==== Fragment tekstu

Andrzej Lepper i Piotr Ryba, bohaterowie "afery gruntowej", która pierwszego z wymienionych kosztowała fotel ministra a drugiego zaprowadziła przed prokuratora, otwierają wspólny biznes. Chcą zarabiać na kontaktowaniu polskich firm z tymi działającymi na Wschodzie - przede wszystkim na Białorusi. - Jestem tam bardzo dobrze postrzegany, mam świetne kontakty. Przecież żyć z czegoś trzeba - tłumaczy w rozmowie z tvn24.pl szef "Samoobrony".
Jak twierdzą, na pomysł zawiązania spółki APA TRADE Lepper i Ryba wpadli kilka miesięcy temu. - Regularnie się spotykaliśmy. W końcu, podczas którejś z rozmów, padła taka propozycja. Stwierdziliśmy, że warto spróbować - mówi Ryba. Razem mają 67 procent udziałów (udziałowcem jest jeszcze jedna osoba fizyczna). Kapitał zakładowy wynosi 100 tys. zł. Firma ruszy lada chwila. Na czym ma zarabiać?
Kierunek Białoruś
- Chodzi o handel, o łączenie kontrahentów, umożliwianie im współpracy. Chcemy wykorzystać do tego nasze szerokie kontrakty na wschodzie - wyjaśnia Ryba, były właściciel firmy importującej z Chin m.in. narzędzia dla hipermarketów.
Ale to wschodnie kontakty przewodniczącego "Samoobrony" mają być najważniejsze. Lepper, który nie ma matury, może tytułować się dwoma tytułami doktora honoris causa ukraińskich uczelni i jednym akademii moskiewskiej. Media wielokrotnie donosiły też o jego zażyłości z władzami Białorusi, gdzie przebywał między innymi jako obserwator wyborów (i zawsze wystawiał świetne oceny).

========
==== Dane

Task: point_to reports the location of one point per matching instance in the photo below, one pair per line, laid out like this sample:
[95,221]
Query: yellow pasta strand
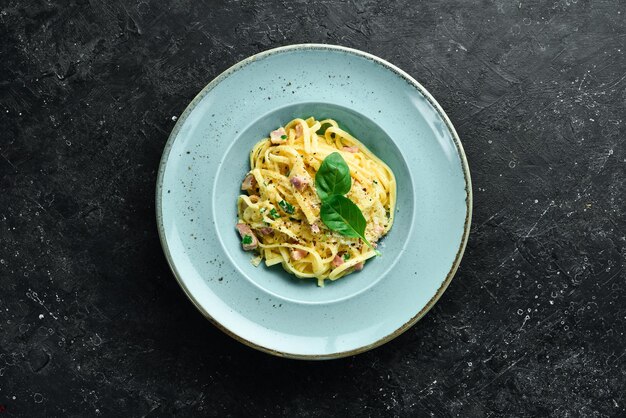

========

#### [Zadania]
A) Streść w dwóch zdaniach tekst o wspólnej firmie Leppera i Ryby.
B) Napisz dalszy ciąg tekstu o wspólnej firmie Leppera i Ryby od miejsca, w którym się urywa.
Zestawienie nie ma żadnego związku z tekstem.

#### [Odpowiedzi]
A) Andrzej Lepper i Piotr Ryba, bohaterowie „afery gruntowej”, zakładają spółkę APA TRADE z kapitałem zakładowym 100 tys. zł, w której razem mają 67 procent udziałów. Firma ma zarabiać na kontaktowaniu polskich firm z kontrahentami na Wschodzie, przede wszystkim na Białorusi, a najważniejsze mają być wschodnie kontakty Leppera.

B)
- Rzeczywiście na rynku wschodnim mam nadal bardzo dobre kontakty. Na Białorusi, Ukrainie czy w w Rosji jestem świetnie postrzegany. Oni też handlują z Polską, a polskie firmy z nimi. Chcemy to ułatwiać - mówi przewodniczący "Samoobrony". Lepper w sierpniu usłyszał zarzuty składania fałszywych zeznań w postępowaniu dotyczącym przecieku z "afery gruntowej". Jego nowy wspólnik, a stary współpracownik, Piotr Ryba w tej samej aferze został skazany na 2,5 roku więzienia. W maju ubiegłego roku warszawski Sąd Apelacyjny uchylił jednak ten wyrok i skierował sprawę do ponownego rozpoznania. Swoją spółkę zarejestrowali 17 września ubiegłego roku. Ryba nadal nie może opuszczać kraju.
Ja na pewno w żadne interesy niezgodne z prawem włączał się nie będę. Plan jest taki, żeby robić wszystko legalnie, płacić podatki, zarabiać pieniądze. Z samego rolnictwa bardzo trudno jest żyć. A trzeba. Andrzej Lepper
"Plan taki, żeby działać legalnie"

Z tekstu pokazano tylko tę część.